■ WHAT YOU HAVE TO DO
Update the lines from the one containing "Mark every instance of the tree" through the one containing "x=210 y=746" by writing them out again with "Target" replaced by "Object" and nothing else changed.

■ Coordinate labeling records
━━━━━━━━━━━━━━━━

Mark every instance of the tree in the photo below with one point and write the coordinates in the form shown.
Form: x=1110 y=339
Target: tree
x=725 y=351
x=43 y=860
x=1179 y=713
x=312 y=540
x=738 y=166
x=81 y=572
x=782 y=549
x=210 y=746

━━━━━━━━━━━━━━━━

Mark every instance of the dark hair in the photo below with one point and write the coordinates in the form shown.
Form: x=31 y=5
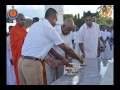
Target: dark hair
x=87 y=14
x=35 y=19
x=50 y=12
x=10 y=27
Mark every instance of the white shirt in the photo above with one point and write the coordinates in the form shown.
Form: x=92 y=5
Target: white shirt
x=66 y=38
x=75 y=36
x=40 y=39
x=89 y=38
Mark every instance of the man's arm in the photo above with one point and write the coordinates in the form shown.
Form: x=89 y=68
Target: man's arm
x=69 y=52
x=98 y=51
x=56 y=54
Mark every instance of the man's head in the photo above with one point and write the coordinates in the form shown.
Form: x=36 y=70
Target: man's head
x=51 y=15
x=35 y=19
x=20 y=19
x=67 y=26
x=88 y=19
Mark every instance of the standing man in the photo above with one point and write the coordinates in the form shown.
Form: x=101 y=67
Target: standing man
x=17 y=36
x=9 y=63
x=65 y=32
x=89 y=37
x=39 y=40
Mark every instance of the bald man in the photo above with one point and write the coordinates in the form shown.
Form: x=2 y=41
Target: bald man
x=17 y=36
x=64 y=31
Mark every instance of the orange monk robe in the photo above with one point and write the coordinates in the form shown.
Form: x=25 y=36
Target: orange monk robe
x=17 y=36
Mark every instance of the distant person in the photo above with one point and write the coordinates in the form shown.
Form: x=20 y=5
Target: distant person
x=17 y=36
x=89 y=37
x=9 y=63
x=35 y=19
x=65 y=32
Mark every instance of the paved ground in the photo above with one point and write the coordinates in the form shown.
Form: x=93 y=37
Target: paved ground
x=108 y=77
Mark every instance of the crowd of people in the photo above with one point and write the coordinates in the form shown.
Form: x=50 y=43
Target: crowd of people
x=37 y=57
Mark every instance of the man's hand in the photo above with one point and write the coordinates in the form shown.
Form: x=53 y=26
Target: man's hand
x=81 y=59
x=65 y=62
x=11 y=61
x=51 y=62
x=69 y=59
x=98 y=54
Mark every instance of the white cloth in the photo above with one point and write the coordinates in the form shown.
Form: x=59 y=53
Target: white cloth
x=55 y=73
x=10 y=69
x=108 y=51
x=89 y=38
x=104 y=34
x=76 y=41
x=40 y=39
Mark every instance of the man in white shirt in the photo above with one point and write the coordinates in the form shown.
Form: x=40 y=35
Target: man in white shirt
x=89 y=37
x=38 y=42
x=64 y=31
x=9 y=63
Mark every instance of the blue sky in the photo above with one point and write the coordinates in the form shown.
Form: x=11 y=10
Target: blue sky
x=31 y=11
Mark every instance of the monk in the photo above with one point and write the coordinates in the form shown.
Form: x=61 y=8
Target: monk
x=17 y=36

━━━━━━━━━━━━━━━━

■ ANSWER TO THIS EXERCISE
Mark every instance of the tree in the photo below with one point and write the coordinates in the form shown.
Form: x=1110 y=339
Object: tree
x=725 y=351
x=43 y=860
x=1179 y=713
x=312 y=540
x=738 y=166
x=81 y=572
x=782 y=549
x=210 y=746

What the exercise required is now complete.